SOURCE PASSAGE:
--- Start ---

4. Indemnification Process and Appeal.
(a) Indemnification Payment. Indemnitee shall be entitled
to indemnification of Expenses, and shall receive payment thereof, from the
Company in accordance with this Agreement as soon as practicable after
Indemnitee has made written demand on the Company for indemnification, unless
the Reviewing Party has given a written opinion to the Company that Indemnitee
is not entitled to indemnification under applicable law.
(b) Suit to Enforce Rights. Regardless of any action by
the Reviewing Party, if Indemnitee has not received full indemnification within
thirty days after making a demand in accordance with Section 4(a), Indemnitee
shall have the right to enforce its indemnification rights under this Agreement
by commencing litigation in any court in the State of California or the State of
Delaware having subject matter jurisdiction thereof seeking an initial
determination by the court or challenging any determination by the Reviewing
Party or any aspect thereof. The Company hereby consents to service of process
and to appear in any such proceeding. Any determination by the Reviewing Party
not challenged by the Indemnitee shall be binding on the Company and Indemnitee.

--- End ---

DATA LISTING:
--- Start ---

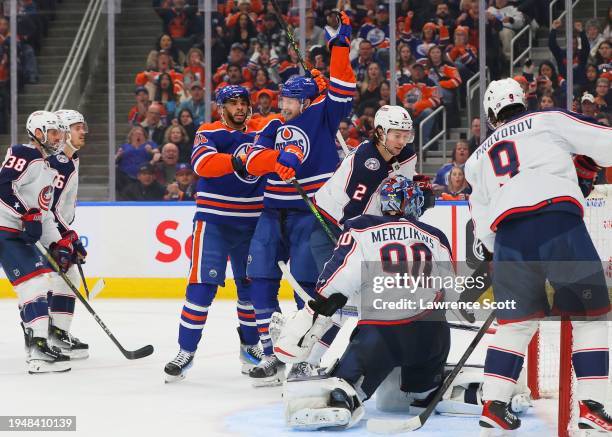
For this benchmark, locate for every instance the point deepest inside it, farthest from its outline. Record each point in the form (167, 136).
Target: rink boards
(143, 249)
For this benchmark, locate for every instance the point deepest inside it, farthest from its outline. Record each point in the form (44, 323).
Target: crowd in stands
(437, 52)
(33, 17)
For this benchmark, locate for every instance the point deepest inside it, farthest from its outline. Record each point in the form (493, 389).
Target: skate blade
(76, 354)
(271, 381)
(247, 367)
(168, 379)
(39, 366)
(316, 418)
(496, 432)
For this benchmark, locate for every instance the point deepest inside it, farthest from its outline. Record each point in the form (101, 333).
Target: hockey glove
(32, 225)
(62, 253)
(341, 36)
(289, 160)
(299, 333)
(239, 165)
(79, 250)
(586, 170)
(319, 80)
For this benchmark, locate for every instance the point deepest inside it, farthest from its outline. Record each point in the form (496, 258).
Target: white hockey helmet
(393, 117)
(501, 94)
(68, 117)
(45, 121)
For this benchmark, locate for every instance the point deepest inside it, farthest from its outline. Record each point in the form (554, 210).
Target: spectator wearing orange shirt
(139, 110)
(234, 76)
(447, 78)
(237, 56)
(420, 96)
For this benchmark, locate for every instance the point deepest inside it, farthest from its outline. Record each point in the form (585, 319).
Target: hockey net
(549, 369)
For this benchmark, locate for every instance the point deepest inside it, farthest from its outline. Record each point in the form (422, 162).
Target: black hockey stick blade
(144, 351)
(386, 426)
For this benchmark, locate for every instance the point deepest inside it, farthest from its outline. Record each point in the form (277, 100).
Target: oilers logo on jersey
(243, 149)
(45, 197)
(295, 136)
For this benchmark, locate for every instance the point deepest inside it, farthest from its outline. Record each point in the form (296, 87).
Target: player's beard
(233, 120)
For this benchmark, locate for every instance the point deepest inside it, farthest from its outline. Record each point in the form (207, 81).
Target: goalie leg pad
(33, 304)
(309, 404)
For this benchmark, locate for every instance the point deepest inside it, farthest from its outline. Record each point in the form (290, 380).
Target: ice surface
(112, 396)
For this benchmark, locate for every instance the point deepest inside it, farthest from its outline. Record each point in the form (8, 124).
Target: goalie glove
(299, 333)
(586, 170)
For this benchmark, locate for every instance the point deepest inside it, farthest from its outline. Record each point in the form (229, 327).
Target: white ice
(112, 396)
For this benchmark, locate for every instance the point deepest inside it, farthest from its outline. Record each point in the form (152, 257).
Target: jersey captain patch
(293, 135)
(242, 150)
(45, 197)
(372, 164)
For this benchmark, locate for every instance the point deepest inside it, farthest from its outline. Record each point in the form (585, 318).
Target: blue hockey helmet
(300, 87)
(232, 92)
(399, 195)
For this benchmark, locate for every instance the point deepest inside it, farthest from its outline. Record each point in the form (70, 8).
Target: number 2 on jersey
(504, 159)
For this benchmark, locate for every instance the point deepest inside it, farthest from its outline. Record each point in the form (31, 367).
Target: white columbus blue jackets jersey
(385, 245)
(66, 188)
(26, 181)
(526, 165)
(353, 188)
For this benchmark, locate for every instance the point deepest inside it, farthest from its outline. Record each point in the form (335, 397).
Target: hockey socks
(504, 361)
(61, 309)
(264, 295)
(246, 313)
(194, 314)
(590, 357)
(33, 305)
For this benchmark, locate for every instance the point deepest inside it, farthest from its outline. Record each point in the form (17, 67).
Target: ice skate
(270, 372)
(177, 368)
(68, 344)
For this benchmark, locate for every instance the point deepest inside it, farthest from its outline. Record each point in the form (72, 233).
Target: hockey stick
(288, 29)
(83, 279)
(314, 210)
(386, 426)
(130, 355)
(97, 288)
(352, 309)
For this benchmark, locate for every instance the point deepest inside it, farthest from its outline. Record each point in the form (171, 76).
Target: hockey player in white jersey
(416, 339)
(61, 298)
(527, 208)
(26, 195)
(353, 190)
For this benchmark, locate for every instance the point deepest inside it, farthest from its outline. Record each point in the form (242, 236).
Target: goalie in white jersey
(61, 298)
(26, 195)
(373, 247)
(527, 208)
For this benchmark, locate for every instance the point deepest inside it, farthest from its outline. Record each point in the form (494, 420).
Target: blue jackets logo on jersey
(292, 135)
(242, 150)
(45, 197)
(372, 164)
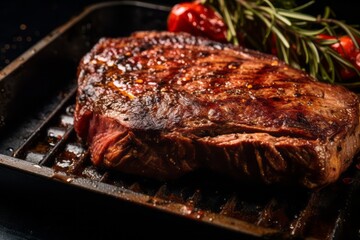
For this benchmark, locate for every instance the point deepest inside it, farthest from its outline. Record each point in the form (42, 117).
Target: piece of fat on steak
(160, 105)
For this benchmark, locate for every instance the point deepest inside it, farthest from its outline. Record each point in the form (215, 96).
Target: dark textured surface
(30, 209)
(160, 105)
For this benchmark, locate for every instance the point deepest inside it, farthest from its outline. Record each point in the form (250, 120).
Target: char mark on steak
(162, 104)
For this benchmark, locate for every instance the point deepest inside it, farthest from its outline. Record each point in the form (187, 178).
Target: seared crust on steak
(162, 104)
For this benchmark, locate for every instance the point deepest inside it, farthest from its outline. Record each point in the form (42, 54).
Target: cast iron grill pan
(41, 86)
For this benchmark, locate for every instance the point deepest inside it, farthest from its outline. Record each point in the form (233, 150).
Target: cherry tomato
(347, 49)
(197, 19)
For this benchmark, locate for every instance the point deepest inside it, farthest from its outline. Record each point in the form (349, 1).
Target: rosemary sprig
(266, 25)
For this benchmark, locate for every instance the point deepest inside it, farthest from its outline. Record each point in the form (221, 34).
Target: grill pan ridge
(43, 143)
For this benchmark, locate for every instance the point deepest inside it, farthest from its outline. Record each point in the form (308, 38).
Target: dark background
(23, 23)
(55, 211)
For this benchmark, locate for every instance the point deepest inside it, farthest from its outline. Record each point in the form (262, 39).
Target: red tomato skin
(197, 19)
(347, 49)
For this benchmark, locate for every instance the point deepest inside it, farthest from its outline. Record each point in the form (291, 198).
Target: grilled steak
(162, 104)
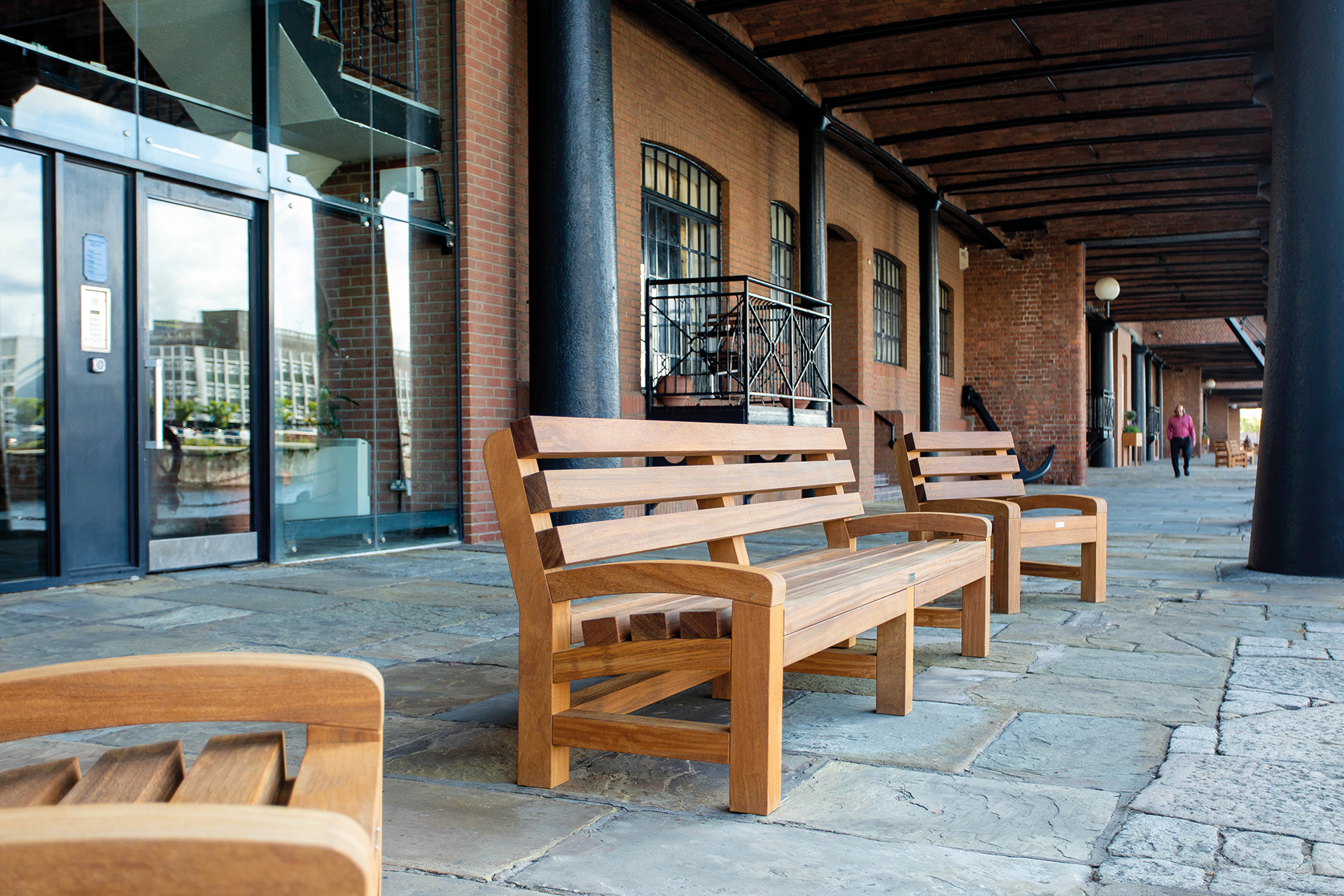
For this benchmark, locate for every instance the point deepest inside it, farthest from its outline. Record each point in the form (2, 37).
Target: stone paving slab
(1011, 818)
(1078, 751)
(473, 833)
(940, 736)
(648, 853)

--- End ---

TASK LIST:
1) Using the indemnification clause, decide whether each statement agrees with it: (a) an Indemnitee who has not received full indemnification within thirty days after a demand may sue in a Delaware court; (b) payment is due within ten days of the written demand; (c) a Reviewing Party determination that the Indemnitee does not challenge binds only the Company. For each, answer yes or no and quote the words that settle it.
2) Print everything in the indemnification clause from "(b) Suit to" down to "Company and Indemnitee.".

TASK RESULTS:
1)
(a) Yes: "if Indemnitee has not received full indemnification within thirty days after making a demand in accordance with Section 4(a), Indemnitee shall have the right to enforce its indemnification rights under this Agreement by commencing litigation in any court in the State of California or the State of Delaware"
(b) No: "as soon as practicable after Indemnitee has made written demand on the Company for indemnification"
(c) No: "shall be binding on the Company and Indemnitee."

2)
(b) Suit to Enforce Rights. Regardless of any action by
the Reviewing Party, if Indemnitee has not received full indemnification within
thirty days after making a demand in accordance with Section 4(a), Indemnitee
shall have the right to enforce its indemnification rights under this Agreement
by commencing litigation in any court in the State of California or the State of
Delaware having subject matter jurisdiction thereof seeking an initial
determination by the court or challenging any determination by the Reviewing
Party or any aspect thereof. The Company hereby consents to service of process
and to appear in any such proceeding. Any determination by the Reviewing Party
not challenged by the Indemnitee shall be binding on the Company and Indemnitee.